**What is expected:** Produce a verbatim copy of the entries listed below.

**Input data:**
:::::
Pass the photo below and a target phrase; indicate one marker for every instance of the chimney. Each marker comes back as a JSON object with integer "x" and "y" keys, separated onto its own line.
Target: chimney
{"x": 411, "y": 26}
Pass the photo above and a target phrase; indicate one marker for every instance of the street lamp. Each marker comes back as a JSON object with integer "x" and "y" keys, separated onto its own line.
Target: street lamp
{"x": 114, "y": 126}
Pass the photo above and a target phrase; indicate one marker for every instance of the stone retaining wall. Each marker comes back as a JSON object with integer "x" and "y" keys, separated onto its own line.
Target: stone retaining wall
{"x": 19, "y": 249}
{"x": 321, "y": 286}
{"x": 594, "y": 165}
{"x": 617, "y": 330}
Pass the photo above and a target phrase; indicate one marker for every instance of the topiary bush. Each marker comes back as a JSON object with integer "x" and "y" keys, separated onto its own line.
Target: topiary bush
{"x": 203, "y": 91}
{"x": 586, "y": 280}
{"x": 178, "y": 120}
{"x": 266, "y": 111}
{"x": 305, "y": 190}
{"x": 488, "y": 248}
:::::
**Exercise answer:**
Pass the photo below and a target phrase; indicate one marker for every instance of the chimney. Each marker comes back as a JSON object with integer "x" and "y" keys, separated onto its own line.
Target: chimney
{"x": 411, "y": 26}
Pass the photo above and a target phrase; indicate one marker for every instance of the street lamp. Each marker comes back as a JSON object with integer "x" and "y" keys, separated onto its own line.
Target: street lamp
{"x": 114, "y": 126}
Pass the photo above and a target phrase; indicate one marker for every instance of the stone retaining wall. Each marker comes back as a JSON object with integer "x" and "y" keys, separated onto its own line.
Target: stone retaining wall
{"x": 19, "y": 249}
{"x": 321, "y": 286}
{"x": 594, "y": 165}
{"x": 617, "y": 330}
Pass the photo above and a target phrase; indicate one marker for every instance of the topiary bush. Each marker comes back as a JSON object with integer "x" and "y" keys, separated onto its own line.
Target: topiary bush
{"x": 203, "y": 91}
{"x": 586, "y": 280}
{"x": 178, "y": 120}
{"x": 266, "y": 111}
{"x": 305, "y": 190}
{"x": 488, "y": 248}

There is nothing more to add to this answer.